*Given records*
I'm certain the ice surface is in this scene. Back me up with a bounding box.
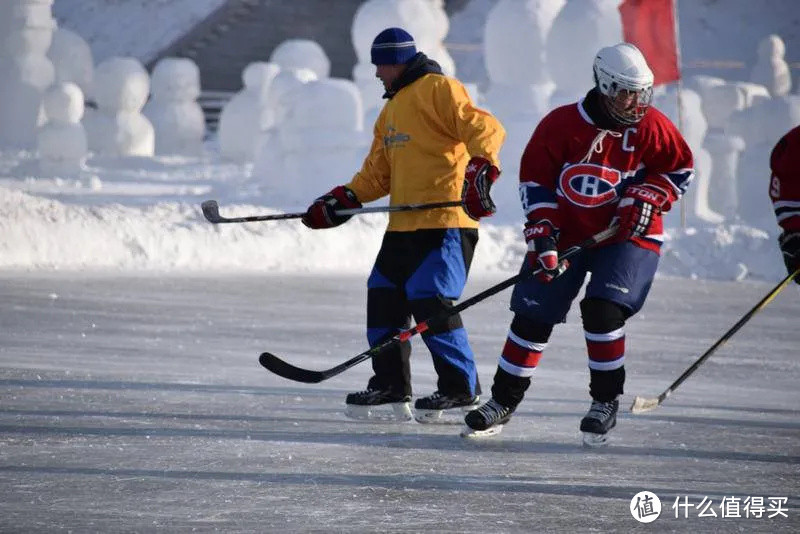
[0,273,800,533]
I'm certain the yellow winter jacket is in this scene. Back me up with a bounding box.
[347,74,505,232]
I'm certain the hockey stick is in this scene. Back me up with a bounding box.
[258,226,617,384]
[631,269,800,413]
[200,200,463,224]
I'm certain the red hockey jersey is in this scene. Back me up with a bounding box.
[519,100,694,252]
[769,126,800,236]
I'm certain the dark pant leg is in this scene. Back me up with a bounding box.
[367,287,412,395]
[367,236,412,395]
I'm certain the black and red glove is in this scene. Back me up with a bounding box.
[461,156,500,221]
[778,230,800,284]
[616,185,669,239]
[525,221,569,284]
[302,185,361,230]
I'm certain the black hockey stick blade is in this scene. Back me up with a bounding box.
[258,352,378,384]
[200,200,462,224]
[200,200,222,224]
[200,200,308,224]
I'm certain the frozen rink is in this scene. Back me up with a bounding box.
[0,272,800,533]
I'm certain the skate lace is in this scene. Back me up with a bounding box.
[588,401,614,419]
[479,399,509,421]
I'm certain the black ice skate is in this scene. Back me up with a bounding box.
[581,400,619,447]
[461,399,514,438]
[414,391,480,423]
[344,388,411,421]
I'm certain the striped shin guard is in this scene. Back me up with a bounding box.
[498,330,547,378]
[583,328,625,371]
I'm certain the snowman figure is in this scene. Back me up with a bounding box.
[36,82,88,177]
[83,57,155,157]
[143,57,206,156]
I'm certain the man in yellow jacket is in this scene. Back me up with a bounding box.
[303,28,505,423]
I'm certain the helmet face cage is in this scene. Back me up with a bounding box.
[602,83,653,125]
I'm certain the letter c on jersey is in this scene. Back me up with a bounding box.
[558,163,622,208]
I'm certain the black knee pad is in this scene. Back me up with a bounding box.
[492,367,531,409]
[511,314,553,343]
[581,298,627,334]
[408,296,464,335]
[589,366,625,402]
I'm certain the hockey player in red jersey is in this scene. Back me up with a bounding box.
[769,126,800,284]
[463,43,694,445]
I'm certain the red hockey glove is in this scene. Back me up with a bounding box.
[778,231,800,284]
[616,185,668,239]
[302,185,361,230]
[525,221,569,284]
[461,156,500,221]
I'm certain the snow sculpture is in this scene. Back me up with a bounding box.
[727,95,800,230]
[83,57,155,157]
[483,0,564,222]
[253,78,369,209]
[143,57,206,156]
[47,28,94,97]
[217,62,280,163]
[0,0,56,149]
[37,82,88,177]
[701,83,746,223]
[653,86,723,227]
[545,0,622,107]
[269,39,331,79]
[750,35,792,96]
[350,0,455,113]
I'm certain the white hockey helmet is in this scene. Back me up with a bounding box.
[593,43,653,125]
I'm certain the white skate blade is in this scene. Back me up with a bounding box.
[460,425,503,439]
[583,432,609,448]
[344,402,412,422]
[414,397,480,425]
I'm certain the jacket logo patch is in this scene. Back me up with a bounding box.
[558,163,622,208]
[383,126,411,148]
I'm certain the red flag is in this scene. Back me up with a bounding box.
[619,0,681,85]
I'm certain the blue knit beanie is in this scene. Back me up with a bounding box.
[371,28,417,65]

*Directions*
Return every line in the items above that contains the word "skate", copied without changes.

*Solution to this problem*
I'm certain the skate lace is in this scene. Back me up with a bounding box.
I'm certain the black ice skate is in this scene. Back me up with a bounding box.
I'm certain the white skate blade is in this scene. Back me up with a bounding box.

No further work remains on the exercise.